--- Page extract ---
1%>100%: High-Efficiency Visual Adapter with Complex Linear Projection Optimization

TL;DR

CoLin introduces a parameter-efficient visual adapter that uses a multi-branch low-rank complex projection to adapt vision foundation models with about 1% new parameters. The authors provide a matrix-theoretic analysis showing gradient-direction entanglement in low-rank synthesis and propose an orthogonal loss with SVD-based initialization to mitigate it, boosting convergence. Extensive experiments across object detection, segmentation, classification, and rotated object detection demonstrate that CoLin consistently outperforms full fine-tuning and delta-tuning baselines. The approach offers practical transfer efficiency for large-scale visual models, enabling deployment in diverse domains such as remote sensing and medical imaging.
--- Supplied information ---
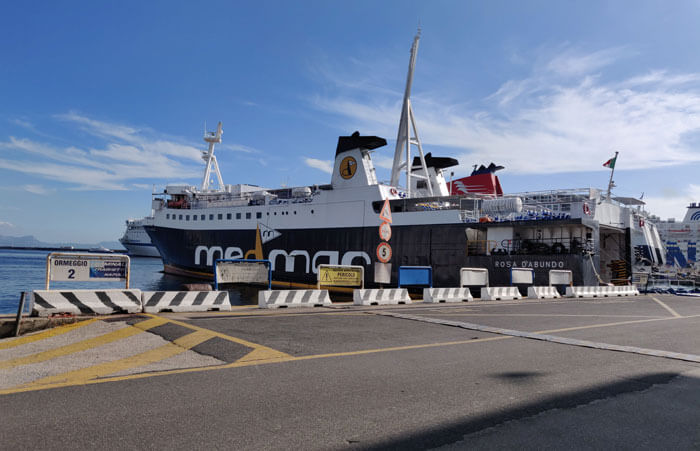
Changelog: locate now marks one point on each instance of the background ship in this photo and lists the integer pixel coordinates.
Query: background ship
(136, 239)
(599, 238)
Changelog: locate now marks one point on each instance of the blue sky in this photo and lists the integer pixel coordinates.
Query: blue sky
(99, 101)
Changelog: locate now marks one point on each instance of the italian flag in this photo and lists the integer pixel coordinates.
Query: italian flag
(610, 163)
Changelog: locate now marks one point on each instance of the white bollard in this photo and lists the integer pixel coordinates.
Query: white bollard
(381, 296)
(185, 301)
(447, 295)
(293, 298)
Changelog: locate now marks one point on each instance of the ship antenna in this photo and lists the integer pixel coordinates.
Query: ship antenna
(404, 140)
(212, 138)
(611, 183)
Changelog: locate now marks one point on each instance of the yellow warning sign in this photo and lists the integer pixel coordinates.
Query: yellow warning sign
(340, 276)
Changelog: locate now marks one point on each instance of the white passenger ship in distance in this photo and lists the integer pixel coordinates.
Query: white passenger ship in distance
(136, 240)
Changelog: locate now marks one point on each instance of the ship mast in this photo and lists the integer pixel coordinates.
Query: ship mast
(404, 140)
(208, 155)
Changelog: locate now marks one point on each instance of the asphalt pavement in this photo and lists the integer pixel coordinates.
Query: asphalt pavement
(346, 377)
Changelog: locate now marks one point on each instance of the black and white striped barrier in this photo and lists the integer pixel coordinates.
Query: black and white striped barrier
(542, 293)
(85, 302)
(601, 292)
(447, 295)
(293, 298)
(381, 296)
(185, 301)
(500, 293)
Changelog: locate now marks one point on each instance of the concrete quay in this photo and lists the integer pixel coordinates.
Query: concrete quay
(532, 374)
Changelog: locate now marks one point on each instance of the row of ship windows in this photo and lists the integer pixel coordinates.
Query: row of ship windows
(220, 216)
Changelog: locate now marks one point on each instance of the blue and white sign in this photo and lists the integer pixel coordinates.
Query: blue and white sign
(73, 267)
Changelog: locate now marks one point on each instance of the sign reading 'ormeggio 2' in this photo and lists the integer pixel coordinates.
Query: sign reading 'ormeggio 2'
(83, 268)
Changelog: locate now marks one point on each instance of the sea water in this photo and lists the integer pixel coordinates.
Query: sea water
(25, 270)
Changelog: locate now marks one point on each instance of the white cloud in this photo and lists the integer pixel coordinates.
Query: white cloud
(672, 204)
(570, 63)
(126, 153)
(37, 189)
(238, 148)
(322, 165)
(564, 117)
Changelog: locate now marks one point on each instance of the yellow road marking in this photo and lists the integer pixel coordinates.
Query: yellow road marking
(263, 314)
(662, 304)
(45, 334)
(83, 345)
(537, 315)
(242, 363)
(288, 358)
(82, 375)
(241, 341)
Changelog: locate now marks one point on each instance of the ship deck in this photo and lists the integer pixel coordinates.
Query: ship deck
(598, 373)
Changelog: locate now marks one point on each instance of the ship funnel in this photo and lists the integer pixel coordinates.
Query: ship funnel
(353, 164)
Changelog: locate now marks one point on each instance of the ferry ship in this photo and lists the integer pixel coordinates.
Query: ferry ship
(136, 239)
(680, 239)
(600, 238)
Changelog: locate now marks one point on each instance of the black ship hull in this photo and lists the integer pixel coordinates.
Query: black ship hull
(295, 253)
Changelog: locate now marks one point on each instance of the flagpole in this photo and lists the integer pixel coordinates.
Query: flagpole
(611, 174)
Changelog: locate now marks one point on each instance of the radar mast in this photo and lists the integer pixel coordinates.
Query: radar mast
(208, 155)
(404, 140)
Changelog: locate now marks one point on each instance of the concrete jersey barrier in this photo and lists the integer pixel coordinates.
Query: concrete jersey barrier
(85, 302)
(597, 292)
(185, 301)
(293, 298)
(447, 295)
(381, 296)
(542, 293)
(500, 293)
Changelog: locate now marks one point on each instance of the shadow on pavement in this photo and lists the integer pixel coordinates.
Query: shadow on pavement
(454, 432)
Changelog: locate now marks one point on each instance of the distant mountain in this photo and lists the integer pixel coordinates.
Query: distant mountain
(30, 241)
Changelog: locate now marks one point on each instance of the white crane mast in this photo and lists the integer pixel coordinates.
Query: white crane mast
(212, 138)
(404, 140)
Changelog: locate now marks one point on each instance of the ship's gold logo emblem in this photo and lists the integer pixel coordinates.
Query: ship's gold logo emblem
(348, 167)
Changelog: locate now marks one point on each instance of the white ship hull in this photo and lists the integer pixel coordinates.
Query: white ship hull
(136, 240)
(141, 249)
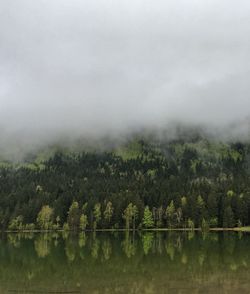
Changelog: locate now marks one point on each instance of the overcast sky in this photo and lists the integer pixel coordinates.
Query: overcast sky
(90, 67)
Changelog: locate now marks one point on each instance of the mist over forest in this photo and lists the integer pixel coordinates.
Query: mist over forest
(124, 114)
(86, 71)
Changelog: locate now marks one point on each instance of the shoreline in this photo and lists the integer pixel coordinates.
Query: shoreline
(236, 229)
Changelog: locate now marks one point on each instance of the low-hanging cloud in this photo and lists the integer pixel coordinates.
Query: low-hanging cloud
(72, 68)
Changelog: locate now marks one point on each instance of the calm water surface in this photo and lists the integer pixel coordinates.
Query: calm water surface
(125, 263)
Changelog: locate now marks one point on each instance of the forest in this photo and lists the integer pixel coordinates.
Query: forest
(142, 184)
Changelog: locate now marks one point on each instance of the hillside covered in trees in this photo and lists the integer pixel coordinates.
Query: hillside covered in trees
(141, 184)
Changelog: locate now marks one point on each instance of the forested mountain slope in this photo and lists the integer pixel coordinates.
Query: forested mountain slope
(143, 183)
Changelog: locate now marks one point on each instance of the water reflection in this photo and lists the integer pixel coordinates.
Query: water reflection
(147, 262)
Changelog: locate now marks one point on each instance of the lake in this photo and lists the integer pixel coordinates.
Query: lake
(146, 262)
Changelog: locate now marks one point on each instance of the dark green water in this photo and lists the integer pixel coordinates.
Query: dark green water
(120, 263)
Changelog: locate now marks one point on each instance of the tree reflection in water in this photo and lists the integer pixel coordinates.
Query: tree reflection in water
(145, 262)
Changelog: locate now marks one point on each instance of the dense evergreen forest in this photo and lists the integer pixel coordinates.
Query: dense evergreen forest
(141, 184)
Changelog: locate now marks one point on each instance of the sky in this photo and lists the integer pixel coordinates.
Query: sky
(87, 68)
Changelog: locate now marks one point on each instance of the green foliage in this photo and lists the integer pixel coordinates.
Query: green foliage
(73, 216)
(97, 215)
(83, 222)
(112, 189)
(147, 220)
(44, 218)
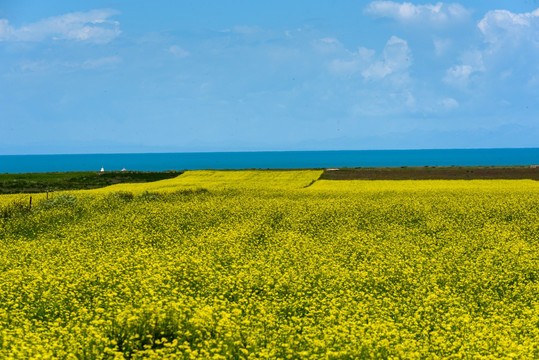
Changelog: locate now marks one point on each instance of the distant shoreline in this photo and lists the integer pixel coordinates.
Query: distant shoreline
(79, 180)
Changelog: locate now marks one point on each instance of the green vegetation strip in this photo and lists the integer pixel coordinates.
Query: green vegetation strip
(43, 182)
(254, 265)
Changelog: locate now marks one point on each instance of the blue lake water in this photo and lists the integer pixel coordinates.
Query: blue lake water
(267, 160)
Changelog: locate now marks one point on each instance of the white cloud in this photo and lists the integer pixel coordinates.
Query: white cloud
(441, 46)
(503, 25)
(459, 75)
(92, 26)
(396, 57)
(449, 103)
(327, 45)
(178, 52)
(354, 62)
(438, 14)
(101, 62)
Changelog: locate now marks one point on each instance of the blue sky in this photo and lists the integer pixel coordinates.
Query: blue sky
(174, 76)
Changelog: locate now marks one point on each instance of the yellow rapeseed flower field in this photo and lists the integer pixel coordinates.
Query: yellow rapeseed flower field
(272, 265)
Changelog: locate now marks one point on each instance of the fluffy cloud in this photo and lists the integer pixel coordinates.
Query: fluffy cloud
(178, 52)
(449, 103)
(92, 26)
(459, 75)
(107, 61)
(502, 25)
(396, 57)
(438, 14)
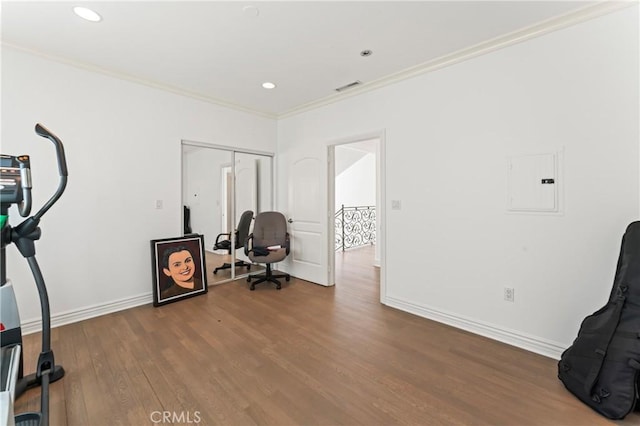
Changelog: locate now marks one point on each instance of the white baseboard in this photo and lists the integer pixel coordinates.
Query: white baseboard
(63, 318)
(511, 337)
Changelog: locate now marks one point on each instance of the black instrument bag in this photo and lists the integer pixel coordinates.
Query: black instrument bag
(602, 367)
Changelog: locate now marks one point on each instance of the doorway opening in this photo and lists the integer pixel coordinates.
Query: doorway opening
(356, 200)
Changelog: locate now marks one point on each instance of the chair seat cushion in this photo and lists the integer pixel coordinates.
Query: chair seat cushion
(273, 256)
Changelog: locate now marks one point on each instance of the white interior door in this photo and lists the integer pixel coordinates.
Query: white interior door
(307, 209)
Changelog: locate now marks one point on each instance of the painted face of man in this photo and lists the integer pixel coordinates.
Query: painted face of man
(181, 267)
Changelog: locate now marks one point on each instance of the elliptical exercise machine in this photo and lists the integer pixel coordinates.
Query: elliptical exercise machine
(15, 188)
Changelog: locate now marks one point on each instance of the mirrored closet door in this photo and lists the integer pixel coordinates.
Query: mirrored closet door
(222, 191)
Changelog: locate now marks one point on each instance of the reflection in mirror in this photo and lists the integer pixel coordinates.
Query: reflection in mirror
(253, 192)
(208, 204)
(207, 200)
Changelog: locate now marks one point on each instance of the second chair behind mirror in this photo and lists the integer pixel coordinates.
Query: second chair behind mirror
(241, 234)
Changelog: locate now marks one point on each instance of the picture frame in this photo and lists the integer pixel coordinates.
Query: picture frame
(178, 267)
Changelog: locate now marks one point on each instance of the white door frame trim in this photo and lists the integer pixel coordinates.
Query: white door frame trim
(381, 203)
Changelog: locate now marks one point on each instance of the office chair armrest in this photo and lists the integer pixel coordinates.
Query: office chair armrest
(248, 244)
(287, 243)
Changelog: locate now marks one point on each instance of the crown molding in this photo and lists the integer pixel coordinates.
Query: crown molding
(553, 24)
(149, 83)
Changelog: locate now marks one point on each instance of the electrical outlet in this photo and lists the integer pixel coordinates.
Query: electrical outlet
(509, 294)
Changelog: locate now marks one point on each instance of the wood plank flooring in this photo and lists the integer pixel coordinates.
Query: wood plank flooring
(304, 355)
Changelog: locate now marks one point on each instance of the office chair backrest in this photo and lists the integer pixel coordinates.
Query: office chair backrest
(270, 229)
(243, 228)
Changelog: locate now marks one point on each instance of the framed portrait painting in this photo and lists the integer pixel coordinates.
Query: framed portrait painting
(178, 267)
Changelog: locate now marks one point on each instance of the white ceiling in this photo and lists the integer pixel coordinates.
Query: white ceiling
(215, 51)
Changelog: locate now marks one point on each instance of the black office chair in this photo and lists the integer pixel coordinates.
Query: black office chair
(241, 235)
(268, 243)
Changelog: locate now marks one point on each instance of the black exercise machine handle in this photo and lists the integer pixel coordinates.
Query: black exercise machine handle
(62, 168)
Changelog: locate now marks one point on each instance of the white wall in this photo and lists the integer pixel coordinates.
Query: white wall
(448, 134)
(356, 185)
(123, 150)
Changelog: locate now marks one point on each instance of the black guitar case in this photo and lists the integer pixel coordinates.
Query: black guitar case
(602, 367)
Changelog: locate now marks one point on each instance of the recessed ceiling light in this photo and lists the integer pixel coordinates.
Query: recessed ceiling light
(251, 11)
(87, 14)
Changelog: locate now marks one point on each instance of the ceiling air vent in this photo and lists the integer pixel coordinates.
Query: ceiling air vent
(349, 86)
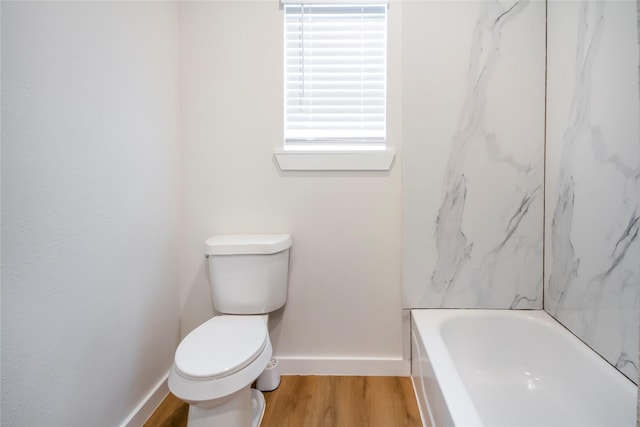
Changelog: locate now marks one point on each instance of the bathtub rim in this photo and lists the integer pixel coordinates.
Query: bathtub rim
(428, 322)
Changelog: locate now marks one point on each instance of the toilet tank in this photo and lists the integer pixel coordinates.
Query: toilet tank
(248, 273)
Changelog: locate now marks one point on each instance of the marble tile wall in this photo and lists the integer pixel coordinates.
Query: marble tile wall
(473, 162)
(592, 249)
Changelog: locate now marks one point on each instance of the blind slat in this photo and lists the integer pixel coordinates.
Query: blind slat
(335, 72)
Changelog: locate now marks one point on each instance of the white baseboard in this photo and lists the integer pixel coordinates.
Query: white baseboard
(151, 401)
(375, 367)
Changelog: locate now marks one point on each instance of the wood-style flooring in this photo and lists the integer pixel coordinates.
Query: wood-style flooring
(322, 401)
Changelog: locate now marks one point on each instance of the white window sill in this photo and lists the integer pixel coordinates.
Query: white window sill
(339, 160)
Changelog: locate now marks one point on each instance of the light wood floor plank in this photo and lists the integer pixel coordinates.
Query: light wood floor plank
(323, 401)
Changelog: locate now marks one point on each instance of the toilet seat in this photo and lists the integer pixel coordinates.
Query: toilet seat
---
Directions for this task — Retype the CoLin summary word for word, starting at "CoLin introduces a" and ending at "and medical imaging.".

Response —
CoLin introduces a parameter-efficient visual adapter that uses a multi-branch low-rank complex projection to adapt vision foundation models with about 1% new parameters. The authors provide a matrix-theoretic analysis showing gradient-direction entanglement in low-rank synthesis and propose an orthogonal loss with SVD-based initialization to mitigate it, boosting convergence. Extensive experiments across object detection, segmentation, classification, and rotated object detection demonstrate that CoLin consistently outperforms full fine-tuning and delta-tuning baselines. The approach offers practical transfer efficiency for large-scale visual models, enabling deployment in diverse domains such as remote sensing and medical imaging.